Short exercise:
Below are some records. Quote exactly the lines from the one that contains "point_to reports the position of each instance of the hazy" through the last, both included, and leave out the pictures.

Data provided:
* * *

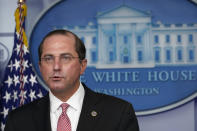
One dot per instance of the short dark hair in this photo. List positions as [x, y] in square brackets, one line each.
[79, 45]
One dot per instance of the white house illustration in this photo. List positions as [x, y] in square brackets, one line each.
[127, 38]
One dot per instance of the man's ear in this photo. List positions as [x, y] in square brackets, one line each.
[83, 66]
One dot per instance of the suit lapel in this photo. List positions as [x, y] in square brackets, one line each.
[41, 115]
[90, 113]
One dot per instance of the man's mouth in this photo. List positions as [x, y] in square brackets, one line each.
[56, 78]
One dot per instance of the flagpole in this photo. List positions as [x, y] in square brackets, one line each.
[21, 29]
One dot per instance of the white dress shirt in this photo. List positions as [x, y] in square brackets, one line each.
[73, 111]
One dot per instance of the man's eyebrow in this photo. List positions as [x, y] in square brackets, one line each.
[48, 55]
[68, 54]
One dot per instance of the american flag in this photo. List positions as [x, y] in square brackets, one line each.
[20, 85]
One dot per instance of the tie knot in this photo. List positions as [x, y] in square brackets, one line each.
[64, 107]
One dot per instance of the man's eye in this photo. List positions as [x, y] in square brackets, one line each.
[66, 57]
[49, 59]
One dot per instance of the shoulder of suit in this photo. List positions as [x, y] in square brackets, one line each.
[28, 107]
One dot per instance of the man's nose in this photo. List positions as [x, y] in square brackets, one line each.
[57, 63]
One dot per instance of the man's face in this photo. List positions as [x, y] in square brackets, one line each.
[59, 73]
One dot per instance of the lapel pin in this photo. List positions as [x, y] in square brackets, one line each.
[94, 113]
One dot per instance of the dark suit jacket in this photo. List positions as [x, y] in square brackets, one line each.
[112, 114]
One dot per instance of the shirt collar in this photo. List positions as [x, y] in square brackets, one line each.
[75, 101]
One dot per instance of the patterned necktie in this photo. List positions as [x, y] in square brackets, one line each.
[63, 121]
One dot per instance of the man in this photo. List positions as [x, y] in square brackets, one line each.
[61, 62]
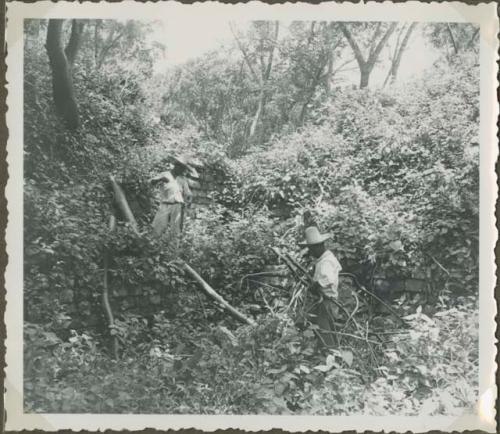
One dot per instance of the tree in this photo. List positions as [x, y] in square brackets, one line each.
[399, 49]
[310, 55]
[261, 57]
[376, 43]
[453, 38]
[61, 63]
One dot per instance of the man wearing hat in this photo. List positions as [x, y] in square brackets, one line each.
[325, 281]
[185, 174]
[173, 194]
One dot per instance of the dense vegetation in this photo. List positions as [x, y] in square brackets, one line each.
[391, 172]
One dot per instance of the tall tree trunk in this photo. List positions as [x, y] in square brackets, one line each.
[366, 65]
[265, 74]
[398, 54]
[62, 80]
[365, 72]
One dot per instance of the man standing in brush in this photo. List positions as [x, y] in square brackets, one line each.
[325, 282]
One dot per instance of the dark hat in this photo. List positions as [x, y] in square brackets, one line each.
[313, 236]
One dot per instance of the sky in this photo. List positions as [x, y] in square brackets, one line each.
[183, 44]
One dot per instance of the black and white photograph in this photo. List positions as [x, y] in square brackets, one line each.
[255, 216]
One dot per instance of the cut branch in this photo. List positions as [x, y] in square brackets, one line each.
[122, 203]
[215, 296]
[452, 37]
[105, 294]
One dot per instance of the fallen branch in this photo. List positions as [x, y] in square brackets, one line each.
[105, 294]
[122, 203]
[214, 295]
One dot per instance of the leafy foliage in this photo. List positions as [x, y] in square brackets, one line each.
[392, 174]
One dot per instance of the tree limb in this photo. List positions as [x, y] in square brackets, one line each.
[75, 40]
[354, 45]
[245, 54]
[215, 296]
[452, 37]
[122, 203]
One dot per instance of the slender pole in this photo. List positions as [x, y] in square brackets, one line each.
[215, 296]
[105, 293]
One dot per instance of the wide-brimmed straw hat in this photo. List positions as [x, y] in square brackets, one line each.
[313, 236]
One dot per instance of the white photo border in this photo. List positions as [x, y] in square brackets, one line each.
[483, 14]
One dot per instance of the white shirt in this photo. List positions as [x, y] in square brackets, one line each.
[170, 191]
[326, 273]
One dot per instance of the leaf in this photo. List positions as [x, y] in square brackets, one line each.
[330, 361]
[323, 368]
[429, 406]
[305, 369]
[396, 245]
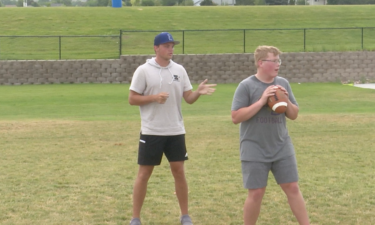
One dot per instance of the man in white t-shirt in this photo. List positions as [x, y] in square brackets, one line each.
[158, 87]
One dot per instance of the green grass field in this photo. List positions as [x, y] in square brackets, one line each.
[67, 21]
[69, 157]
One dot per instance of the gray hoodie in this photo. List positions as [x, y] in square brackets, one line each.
[151, 79]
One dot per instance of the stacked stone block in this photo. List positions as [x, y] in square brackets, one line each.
[219, 68]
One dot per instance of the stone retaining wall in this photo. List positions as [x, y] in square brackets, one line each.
[218, 68]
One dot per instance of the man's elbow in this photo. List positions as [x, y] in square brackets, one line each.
[131, 101]
[234, 121]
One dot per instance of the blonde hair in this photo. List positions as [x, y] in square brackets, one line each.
[262, 53]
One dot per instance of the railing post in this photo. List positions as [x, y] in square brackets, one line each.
[304, 39]
[244, 41]
[59, 47]
[120, 44]
[183, 42]
[362, 39]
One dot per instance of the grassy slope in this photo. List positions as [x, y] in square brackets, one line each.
[106, 21]
[109, 21]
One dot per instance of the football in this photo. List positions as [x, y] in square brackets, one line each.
[278, 102]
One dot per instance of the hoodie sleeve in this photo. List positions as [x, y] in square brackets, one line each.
[187, 84]
[138, 83]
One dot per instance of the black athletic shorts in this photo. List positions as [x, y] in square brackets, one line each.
[152, 147]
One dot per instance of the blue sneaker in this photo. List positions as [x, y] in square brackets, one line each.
[135, 221]
[186, 220]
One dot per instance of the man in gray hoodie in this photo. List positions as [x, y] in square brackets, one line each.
[158, 87]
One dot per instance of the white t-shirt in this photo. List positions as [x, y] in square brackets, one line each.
[151, 79]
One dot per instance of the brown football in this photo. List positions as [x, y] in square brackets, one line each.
[278, 102]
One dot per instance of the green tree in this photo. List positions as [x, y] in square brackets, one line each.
[187, 3]
[207, 2]
[148, 3]
[169, 2]
[277, 2]
[259, 2]
[103, 2]
[245, 2]
[67, 2]
[126, 3]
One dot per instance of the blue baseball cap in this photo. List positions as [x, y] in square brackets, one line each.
[164, 37]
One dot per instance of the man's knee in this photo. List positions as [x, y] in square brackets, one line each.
[256, 194]
[291, 188]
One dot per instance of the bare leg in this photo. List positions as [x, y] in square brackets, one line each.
[296, 202]
[181, 186]
[252, 205]
[140, 189]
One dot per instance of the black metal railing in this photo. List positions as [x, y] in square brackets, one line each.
[135, 42]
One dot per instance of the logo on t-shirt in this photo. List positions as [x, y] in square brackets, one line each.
[176, 78]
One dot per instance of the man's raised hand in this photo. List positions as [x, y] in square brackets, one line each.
[206, 89]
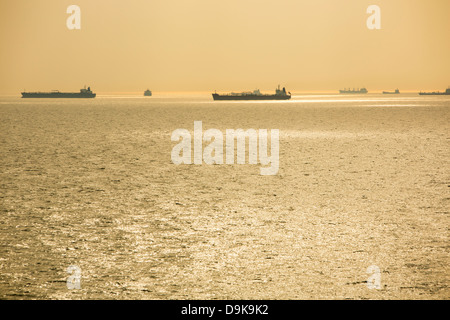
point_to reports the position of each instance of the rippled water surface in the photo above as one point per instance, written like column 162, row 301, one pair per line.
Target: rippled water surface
column 363, row 180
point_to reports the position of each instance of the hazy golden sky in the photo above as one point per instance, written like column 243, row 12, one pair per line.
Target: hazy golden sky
column 206, row 45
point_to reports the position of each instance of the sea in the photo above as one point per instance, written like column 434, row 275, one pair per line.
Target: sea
column 359, row 208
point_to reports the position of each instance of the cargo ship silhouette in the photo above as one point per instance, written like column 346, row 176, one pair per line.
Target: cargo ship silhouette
column 447, row 92
column 84, row 93
column 348, row 91
column 280, row 94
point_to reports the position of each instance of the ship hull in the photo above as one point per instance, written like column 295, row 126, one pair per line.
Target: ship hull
column 57, row 95
column 250, row 97
column 352, row 92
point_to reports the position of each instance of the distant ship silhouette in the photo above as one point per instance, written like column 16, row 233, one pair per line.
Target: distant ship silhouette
column 280, row 94
column 447, row 92
column 84, row 93
column 348, row 91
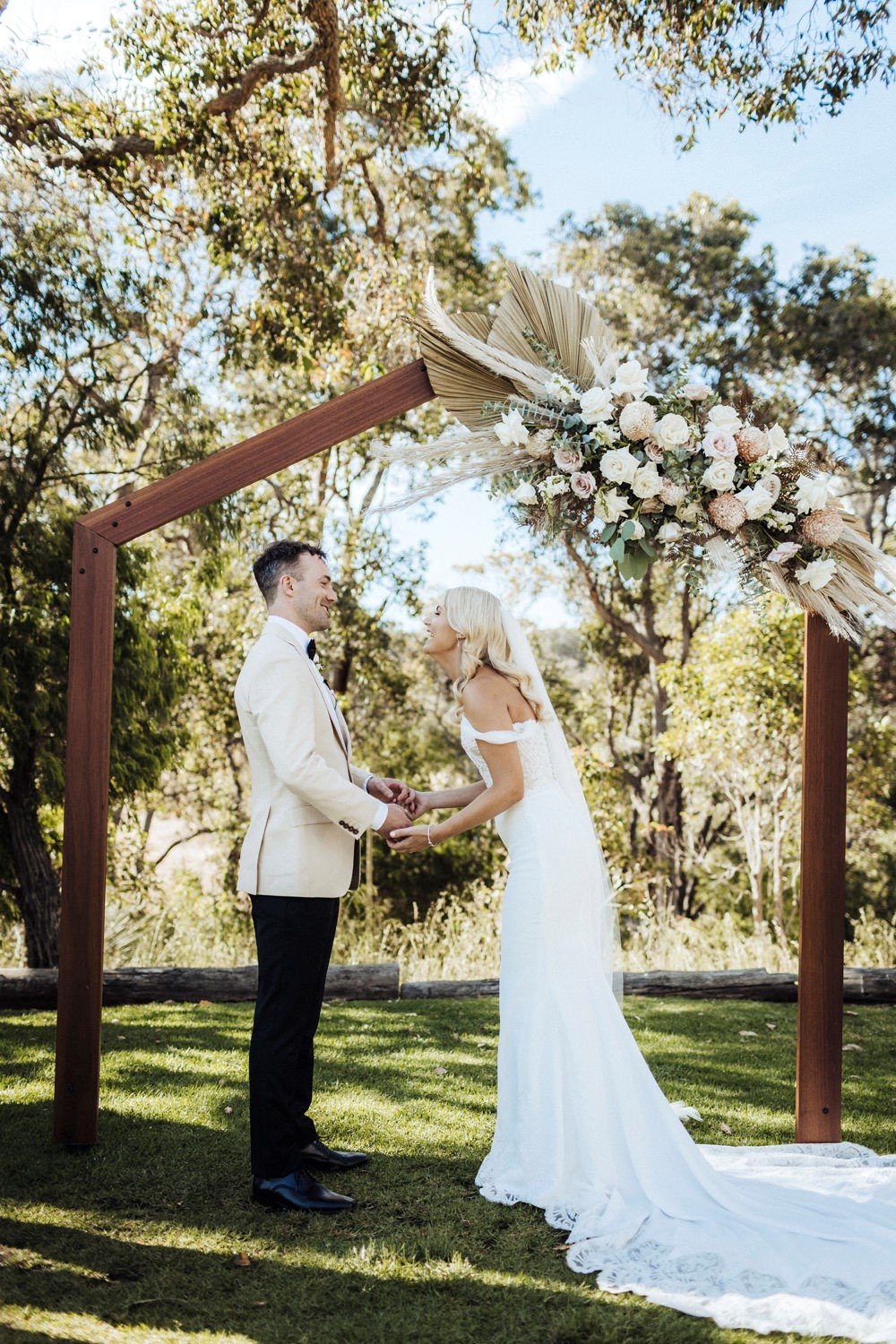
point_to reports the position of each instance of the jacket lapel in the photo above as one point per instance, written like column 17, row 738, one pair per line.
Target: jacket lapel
column 297, row 642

* * *

Written response:
point_to reports the position of each instance of the hazy golden sky in the photo above as one point per instance, written like column 243, row 12, one pair per line.
Target: hazy golden sky
column 206, row 45
point_to reports the position of each instance of the sea in the photo above as one point per instance, written like column 434, row 275, one pair per line.
Target: sea
column 359, row 208
point_to reports the position of each instance of the cargo ship silhouette in the photo above as one point per instance, written like column 346, row 176, one pair per line.
Target: cargo ship silhouette
column 447, row 92
column 84, row 93
column 348, row 91
column 280, row 94
point_to reports the position of each instance of the ship hull in the photo above as one point per instance, written like column 295, row 126, one pair per line.
Target: ship hull
column 57, row 95
column 250, row 97
column 352, row 92
point_to reports the position of each instance of the distant ship silhouette in the photo above as one point per instance, written like column 16, row 233, one pair per line.
Target: distant ship silhouette
column 280, row 94
column 447, row 92
column 84, row 93
column 348, row 91
point_to reports the position of each instance of the jacket lapel in the photo above as one point per instance, written like column 17, row 738, one pair per line.
Target: jacket lapel
column 297, row 642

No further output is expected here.